OK, you know how publishers love to describe books by suggesting they are a mash up of two exiting bestsellers? Fifty Shades of Grey meets Pride and Prejudice, Harry Potter meets the Da Vinci Code – you know the sort of thing. Well this next title has been described by its publishers Hesperus Nova as Bridget Jones meets Life of Brian, which certainly makes the mind boggle a bit! Apocalypse Next Tuesday by David Safier is a wicked comedy featuring a mojito-drinking Jesus, devastatingly handsome Satan and salacious Archangel Gabriel. Its author David Safier is a bestselling German author whose novels have sold over 2 million copies worldwide and been translated into over 13 languages; and this title spent 19 weeks on the bestseller lists and sold a whopping 150,000 copies – in hardback!!  It begins when Marie (who has just jilted her boring boyfriend at the altar) meets a handsome carpenter and asks him out. His bizarre assertions that he is Jesus aren’t enough to put Marie off – her biological clock is ticking, and it’s time to settle down. Meanwhile, Satan (a dead ringer for George Clooney) is on the prowl, recruiting horsemen for next week’s Armageddon, scheduled for Tuesday, and Archangel Gabriel has discovered the pleasures of the flesh and is off on a sex marathon. Things are looking grim. Fortunately, Marie is dating the son of God – maybe, just maybe, he can get things straightened out. Provocative and blasphemous (with added pizza), Apocalypse Next Tuesday is a book full of surprises, and those who have read it in the Compass office have been laughing out loud from the very first page! Apocalypse Next Tuesday (pb, £8.99, 978 1843915072) is coming in May and you can find out more and order it here.

Those of us old enough to remember the colossal furore that Life of Brian caused when it his our cinema screens in 1979, are constantly glad that we live in a country where Apocalypse Next Tuesday can be published at all – and that we are free to  laugh at what we choose. Cheer yourself up by whistling along to the original blast of blasphemy!

### Your tasks:
a - Quote the passage of the Apocalypse Next Tuesday write-up that begins with the words containing "Those of us" and ends with "blast of blasphemy!".
b - Write what comes next in the Apocalypse Next Tuesday write-up, starting right after its final sentence.
These items have no connection to the text above.

Dataset records

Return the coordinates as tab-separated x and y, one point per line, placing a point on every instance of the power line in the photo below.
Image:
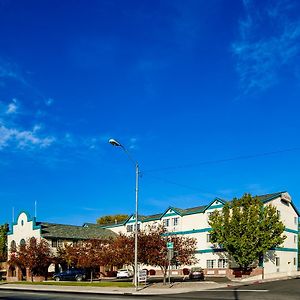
250	156
177	184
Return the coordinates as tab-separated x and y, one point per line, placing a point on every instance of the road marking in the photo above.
237	290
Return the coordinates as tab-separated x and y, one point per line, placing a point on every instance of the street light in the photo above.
117	144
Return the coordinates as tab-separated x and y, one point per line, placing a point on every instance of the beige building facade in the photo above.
191	222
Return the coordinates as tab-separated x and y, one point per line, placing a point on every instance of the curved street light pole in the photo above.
137	172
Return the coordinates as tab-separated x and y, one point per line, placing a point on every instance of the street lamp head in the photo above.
114	143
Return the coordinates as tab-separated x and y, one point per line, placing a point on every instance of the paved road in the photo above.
286	289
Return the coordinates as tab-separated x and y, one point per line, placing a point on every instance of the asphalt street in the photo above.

### Task-by-task outputs:
a -
Those of us old enough to remember the colossal furore that Life of Brian caused when it his our cinema screens in 1979, are constantly glad that we live in a country where Apocalypse Next Tuesday can be published at all – and that we are free to  laugh at what we choose. Cheer yourself up by whistling along to the original blast of blasphemy!

b -
Andrea Pirlo is one the best and most popular footballers in the world and published in April by Backpage Press is Andrea Pirlo: I Think Therefore I Play – his story, in his words. It is a most unusual footballer’s autobiography, told with warmth, humour and insight. Andrea Pirlo has been the playmaker for each of Italy’s big three clubs – Inter, Milan and Juventus. He has won the Champions League and the World Cup. The vibrancy, humour and vivid insight that carry Pirlo’s autobiography along confound his image as a dead-eyed assassin on the field of play. The World Cup this summer will see the end of Pirlo’s international career and his memories of playing for Italy (with whom he won the 2006 World Cup) are a big part of this story. He is out of contract in the summer and is likely to leave Italy for the first time – possibly to play in England; so this is a timely salute to a special talent who may yet have one final chapter left to write. Andrea Pirlo: I Think Therefore I Play (pb, £9.99 978 1909430167 £9.99.) is published on 5.4.12 and the day before on Monday, April 4 there will be extensive coverage in the Daily Mail (print and online), the Guardian and the Sun and the Times. There will also be extracts from the book on which is the biggest football website in the world.  This book is going to be very big indeed and you can find out more and order Andrea Pirlo here.

And if you are a bookseller wondering what all the fuss is about – or even wondering who Andrea Pirlo actually is – than watch this great 4 minute YouTube film – with a fab Coldplay soundtrack, it should convince you that Pirlo clearly is a bit of a legend!

All over the UK at the moment some very lucky booksellers are receiving their invitations to the fabulous 40th International Anniversary launch part for The Abba Photo Book, which is published this month by Max Strom Publishing (hb, 978 9171262820 £35.00). Ah well, if you’re not lucky enough to be going to this mega party and meeting all four members of Abba (no me neither) then console yourself that it’s all super-duper publicity for the book which should sell by the bucket load. And at least thanks to the wonder of YouTube you can get all nostalgic and remind yourself of their mega performance at the Eurovision Song Contest in Brighton when almost exactly 40 years ago (on 6 April 1974) they won with Waterloo! Yay – go Agnetha, Björn, Benny and Anni-Frid!

Don’t forget about The Wisdom of Kids by Soula Zavacopoulos (978 1849533744 £6.99, pb) This playful little gift book collects amusing, insightful and endearing pearls of wisdom from some of the most unlikely little geniuses ever to open their mouths. It has just been published by Summersdale and is the perfect Mother’s Day present – and lots of the parenting websites (including Gurgle and have been recommending it as such this week.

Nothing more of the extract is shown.